● TASK PROMPT:
How many lines of the listing below contain the word "return"? Reply with that number alone.

-- MATERIALS PROVIDED follows --

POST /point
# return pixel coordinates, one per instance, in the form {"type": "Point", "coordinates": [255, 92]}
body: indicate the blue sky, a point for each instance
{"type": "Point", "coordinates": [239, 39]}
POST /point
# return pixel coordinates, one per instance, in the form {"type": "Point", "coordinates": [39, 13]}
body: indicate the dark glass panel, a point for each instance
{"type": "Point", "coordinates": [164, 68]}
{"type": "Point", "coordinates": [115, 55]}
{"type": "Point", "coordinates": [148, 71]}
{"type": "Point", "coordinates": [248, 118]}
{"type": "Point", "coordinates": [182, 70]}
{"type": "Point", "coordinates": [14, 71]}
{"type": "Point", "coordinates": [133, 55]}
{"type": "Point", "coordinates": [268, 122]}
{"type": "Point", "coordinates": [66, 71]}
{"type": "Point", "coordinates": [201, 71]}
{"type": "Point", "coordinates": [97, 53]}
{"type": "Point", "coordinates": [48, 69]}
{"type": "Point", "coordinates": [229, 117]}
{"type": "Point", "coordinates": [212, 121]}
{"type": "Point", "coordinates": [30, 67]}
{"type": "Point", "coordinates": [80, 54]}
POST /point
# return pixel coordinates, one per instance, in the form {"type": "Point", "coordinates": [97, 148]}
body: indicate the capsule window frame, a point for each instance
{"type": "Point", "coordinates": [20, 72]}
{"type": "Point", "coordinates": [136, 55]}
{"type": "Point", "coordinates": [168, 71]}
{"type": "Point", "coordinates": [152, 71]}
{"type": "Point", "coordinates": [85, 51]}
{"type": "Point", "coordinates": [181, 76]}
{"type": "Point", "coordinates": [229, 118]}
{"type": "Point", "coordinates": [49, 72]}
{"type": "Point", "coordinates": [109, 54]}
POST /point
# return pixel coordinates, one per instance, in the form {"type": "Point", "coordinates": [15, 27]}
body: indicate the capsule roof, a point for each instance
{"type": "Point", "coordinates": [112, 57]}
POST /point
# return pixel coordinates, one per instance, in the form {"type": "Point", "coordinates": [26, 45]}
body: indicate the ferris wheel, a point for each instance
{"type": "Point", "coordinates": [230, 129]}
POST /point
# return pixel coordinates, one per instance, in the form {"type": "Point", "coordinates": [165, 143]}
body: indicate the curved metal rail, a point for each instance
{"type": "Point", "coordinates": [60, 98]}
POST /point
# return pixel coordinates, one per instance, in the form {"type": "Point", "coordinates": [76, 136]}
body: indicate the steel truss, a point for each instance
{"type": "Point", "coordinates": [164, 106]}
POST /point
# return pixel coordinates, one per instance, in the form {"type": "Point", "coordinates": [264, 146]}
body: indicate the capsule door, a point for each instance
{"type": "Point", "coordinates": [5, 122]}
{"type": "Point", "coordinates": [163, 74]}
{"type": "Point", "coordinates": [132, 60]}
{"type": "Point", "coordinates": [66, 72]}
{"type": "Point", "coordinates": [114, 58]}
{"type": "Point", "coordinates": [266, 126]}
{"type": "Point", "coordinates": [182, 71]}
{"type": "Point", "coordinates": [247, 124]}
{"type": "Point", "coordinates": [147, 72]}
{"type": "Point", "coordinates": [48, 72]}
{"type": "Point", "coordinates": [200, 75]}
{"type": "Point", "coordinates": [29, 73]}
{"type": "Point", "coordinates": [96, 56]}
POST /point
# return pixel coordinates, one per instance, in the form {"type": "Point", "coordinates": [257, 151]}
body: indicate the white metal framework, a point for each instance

-- MATERIALS PROVIDED concluded --

● SOLUTION TO THE PROBLEM:
9